● **DATASET RECORDS**
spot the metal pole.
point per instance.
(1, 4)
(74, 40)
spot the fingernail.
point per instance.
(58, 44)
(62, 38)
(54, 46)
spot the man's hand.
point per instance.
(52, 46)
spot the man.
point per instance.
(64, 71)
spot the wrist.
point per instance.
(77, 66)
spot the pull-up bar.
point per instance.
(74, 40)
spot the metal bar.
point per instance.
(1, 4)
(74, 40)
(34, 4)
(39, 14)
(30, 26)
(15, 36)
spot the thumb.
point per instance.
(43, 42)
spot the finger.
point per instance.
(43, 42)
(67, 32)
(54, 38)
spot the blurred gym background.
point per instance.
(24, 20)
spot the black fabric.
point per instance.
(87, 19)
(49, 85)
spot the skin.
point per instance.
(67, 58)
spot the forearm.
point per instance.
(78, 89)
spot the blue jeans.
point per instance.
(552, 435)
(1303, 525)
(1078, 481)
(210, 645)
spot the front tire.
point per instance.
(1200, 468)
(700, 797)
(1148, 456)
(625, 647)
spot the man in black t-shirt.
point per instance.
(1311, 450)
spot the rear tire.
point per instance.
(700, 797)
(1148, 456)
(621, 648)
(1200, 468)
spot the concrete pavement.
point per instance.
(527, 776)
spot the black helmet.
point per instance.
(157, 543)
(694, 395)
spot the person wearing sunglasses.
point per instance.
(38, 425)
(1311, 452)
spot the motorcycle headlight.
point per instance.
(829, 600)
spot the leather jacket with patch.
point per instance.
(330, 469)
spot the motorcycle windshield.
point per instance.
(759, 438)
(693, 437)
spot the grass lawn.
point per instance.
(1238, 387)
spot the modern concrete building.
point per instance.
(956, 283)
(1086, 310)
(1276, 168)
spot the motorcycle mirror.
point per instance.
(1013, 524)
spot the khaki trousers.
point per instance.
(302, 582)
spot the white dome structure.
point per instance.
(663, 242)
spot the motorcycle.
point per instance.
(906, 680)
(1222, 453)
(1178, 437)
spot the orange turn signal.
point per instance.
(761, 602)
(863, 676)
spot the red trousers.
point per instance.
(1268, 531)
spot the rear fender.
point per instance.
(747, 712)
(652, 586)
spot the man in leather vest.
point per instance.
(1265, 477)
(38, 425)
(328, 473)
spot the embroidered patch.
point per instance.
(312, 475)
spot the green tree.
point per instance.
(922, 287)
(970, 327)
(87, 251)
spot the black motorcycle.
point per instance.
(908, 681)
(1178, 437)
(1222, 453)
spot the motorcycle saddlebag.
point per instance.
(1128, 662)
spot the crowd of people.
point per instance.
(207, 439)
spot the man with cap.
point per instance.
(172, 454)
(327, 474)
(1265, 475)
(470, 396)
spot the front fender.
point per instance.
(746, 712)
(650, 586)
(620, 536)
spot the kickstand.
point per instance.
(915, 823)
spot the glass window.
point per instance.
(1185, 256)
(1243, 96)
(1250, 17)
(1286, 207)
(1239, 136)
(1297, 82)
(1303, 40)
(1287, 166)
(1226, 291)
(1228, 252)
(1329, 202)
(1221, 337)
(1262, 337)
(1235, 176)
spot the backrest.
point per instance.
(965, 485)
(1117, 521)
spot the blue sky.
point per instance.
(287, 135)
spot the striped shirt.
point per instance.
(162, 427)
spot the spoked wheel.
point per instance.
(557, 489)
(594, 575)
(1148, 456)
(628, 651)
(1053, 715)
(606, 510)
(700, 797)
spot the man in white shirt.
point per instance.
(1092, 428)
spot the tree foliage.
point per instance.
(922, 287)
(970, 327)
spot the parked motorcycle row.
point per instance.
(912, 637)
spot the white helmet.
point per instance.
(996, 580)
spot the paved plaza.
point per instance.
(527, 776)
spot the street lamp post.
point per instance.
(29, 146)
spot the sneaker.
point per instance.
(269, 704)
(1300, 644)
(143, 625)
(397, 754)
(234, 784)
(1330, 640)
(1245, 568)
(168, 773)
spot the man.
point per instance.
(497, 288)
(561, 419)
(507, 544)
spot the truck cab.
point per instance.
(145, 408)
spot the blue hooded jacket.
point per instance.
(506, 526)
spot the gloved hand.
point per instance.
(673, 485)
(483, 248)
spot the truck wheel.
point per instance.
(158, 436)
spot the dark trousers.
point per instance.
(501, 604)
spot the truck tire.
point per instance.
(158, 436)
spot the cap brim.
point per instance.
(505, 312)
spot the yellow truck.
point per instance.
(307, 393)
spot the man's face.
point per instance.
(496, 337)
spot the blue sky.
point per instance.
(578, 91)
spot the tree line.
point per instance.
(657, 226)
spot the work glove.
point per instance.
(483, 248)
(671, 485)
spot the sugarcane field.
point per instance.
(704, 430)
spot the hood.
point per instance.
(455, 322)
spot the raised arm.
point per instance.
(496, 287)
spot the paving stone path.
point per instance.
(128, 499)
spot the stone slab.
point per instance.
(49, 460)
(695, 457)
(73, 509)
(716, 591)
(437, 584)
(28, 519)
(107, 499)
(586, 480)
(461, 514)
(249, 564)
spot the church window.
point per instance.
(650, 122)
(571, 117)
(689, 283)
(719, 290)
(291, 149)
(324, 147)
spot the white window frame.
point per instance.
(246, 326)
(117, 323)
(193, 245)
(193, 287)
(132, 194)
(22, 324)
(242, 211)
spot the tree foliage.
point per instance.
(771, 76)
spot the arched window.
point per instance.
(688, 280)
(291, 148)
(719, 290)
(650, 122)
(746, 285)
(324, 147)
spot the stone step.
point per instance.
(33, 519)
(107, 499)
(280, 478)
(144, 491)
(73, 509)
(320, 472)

● **REQUIREMENT**
The records above should be transcribed in full, with no differences.

● **RESULT BELOW**
spot the metal pole.
point per instance.
(1, 4)
(74, 40)
spot the fingernail.
point per instance.
(58, 44)
(62, 38)
(54, 46)
spot the man's hand.
point per instance.
(52, 46)
spot the man.
point per instance.
(64, 71)
spot the wrist.
point per instance.
(77, 66)
spot the pull-up bar.
point per instance.
(74, 40)
spot the metal bar.
point per instance.
(1, 4)
(74, 40)
(34, 4)
(39, 14)
(30, 26)
(15, 36)
spot the thumb.
point per instance.
(43, 42)
spot the finger.
point per instance.
(43, 42)
(67, 32)
(54, 38)
spot the blurred gym background.
point per instance.
(24, 20)
spot the black fabric.
point per instance.
(87, 19)
(49, 85)
spot the skin.
point per instance.
(67, 58)
spot the forearm.
point per instance.
(78, 89)
spot the blue jeans.
point per instance.
(552, 435)
(1303, 525)
(1078, 481)
(210, 645)
spot the front tire.
point per instance.
(1200, 468)
(700, 797)
(1148, 456)
(625, 647)
spot the man in black t-shirt.
point per instance.
(1311, 450)
spot the rear tire.
point per instance.
(700, 797)
(1148, 456)
(621, 648)
(1200, 468)
spot the concrete pavement.
point per instance.
(527, 776)
spot the black helmet.
point per instance.
(157, 543)
(694, 395)
spot the person wearing sunglasses.
point per instance.
(38, 425)
(1311, 452)
spot the motorcycle headlight.
point per instance.
(829, 600)
spot the leather jacket with patch.
point per instance.
(330, 469)
spot the motorcycle windshield.
point per instance.
(759, 438)
(693, 437)
spot the grass lawn.
point per instance.
(1238, 387)
spot the modern concrete building.
point per instance.
(956, 283)
(1086, 310)
(1276, 168)
spot the motorcycle mirror.
point per instance.
(1013, 524)
spot the khaki trousers.
point per instance.
(302, 582)
spot the white dome structure.
point per instance.
(663, 242)
spot the motorcycle.
point per instance.
(906, 680)
(1222, 453)
(1178, 437)
spot the orange turn signal.
point per instance.
(761, 602)
(863, 676)
spot the red trousers.
point per instance.
(1268, 531)
spot the rear fender.
point per instance.
(747, 712)
(652, 586)
spot the man in leather vest.
point per instance.
(1265, 477)
(38, 425)
(328, 473)
spot the embroidered patch.
point per instance.
(312, 475)
spot the green tree.
point per instance.
(922, 287)
(970, 327)
(87, 251)
spot the black motorcycle.
point per instance.
(908, 681)
(1178, 437)
(1222, 453)
spot the motorcycle saddlebag.
point per instance.
(1128, 662)
spot the crowd of people.
point per instance.
(207, 439)
spot the man with cap.
point per instance.
(172, 454)
(327, 474)
(1265, 475)
(470, 396)
spot the front fender.
point per instance.
(746, 712)
(650, 586)
(620, 536)
spot the kickstand.
point per instance.
(915, 823)
spot the glass window.
point per instance.
(1185, 256)
(1243, 96)
(1250, 17)
(1286, 207)
(1239, 136)
(1297, 82)
(1303, 40)
(1287, 166)
(1226, 291)
(1228, 252)
(1329, 202)
(1221, 337)
(1262, 337)
(1235, 176)
spot the backrest.
point per instance.
(965, 485)
(1117, 521)
spot the blue sky.
point per instance.
(287, 135)
spot the striped shirt.
point per instance.
(162, 427)
spot the spoked wheel.
point per instance.
(557, 489)
(594, 575)
(1148, 456)
(628, 651)
(1053, 715)
(606, 510)
(700, 797)
spot the man in white shirt.
point per instance.
(1092, 428)
spot the tree foliage.
point per instance.
(922, 287)
(970, 327)
spot the parked motorcycle row.
point per instance.
(912, 637)
spot the white helmet.
point per instance.
(996, 580)
spot the paved plaza.
point per instance.
(527, 776)
spot the street lamp post.
point per instance.
(29, 146)
spot the sneaker.
point per instance.
(269, 704)
(1300, 644)
(143, 625)
(397, 754)
(234, 784)
(1330, 640)
(1245, 568)
(168, 773)
spot the man.
point per instance.
(497, 288)
(561, 419)
(507, 544)
spot the truck cab.
point per instance.
(145, 408)
spot the blue hooded jacket.
point per instance.
(506, 526)
spot the gloved hand.
point per instance.
(673, 485)
(483, 248)
spot the truck wheel.
point per instance.
(158, 436)
spot the dark trousers.
point per instance.
(501, 604)
spot the truck tire.
point per instance.
(158, 436)
spot the cap brim.
point per instance.
(505, 312)
spot the yellow truck.
point per instance.
(307, 393)
spot the man's face.
point per instance.
(496, 337)
spot the blue sky.
point per instance.
(578, 91)
spot the tree line.
point per instance.
(657, 226)
spot the work glove.
point per instance.
(483, 248)
(671, 485)
spot the sugarcane field.
point per instance.
(704, 430)
spot the hood.
point per instance.
(455, 322)
spot the raised arm.
point per instance.
(496, 287)
spot the paving stone path.
point per instance.
(128, 499)
spot the stone slab.
point per instance.
(49, 460)
(695, 457)
(73, 509)
(716, 591)
(437, 584)
(28, 519)
(107, 499)
(586, 480)
(461, 514)
(249, 564)
spot the church window.
point per instance.
(650, 122)
(571, 117)
(689, 283)
(719, 290)
(291, 149)
(324, 147)
spot the white window frame.
point per instance.
(246, 326)
(117, 323)
(193, 245)
(193, 287)
(132, 194)
(22, 324)
(242, 211)
spot the tree foliage.
point per instance.
(771, 76)
spot the arched window.
point per instance.
(688, 280)
(291, 148)
(719, 290)
(650, 122)
(746, 285)
(324, 147)
spot the stone step.
point per instance.
(33, 519)
(107, 499)
(280, 478)
(144, 491)
(73, 509)
(320, 472)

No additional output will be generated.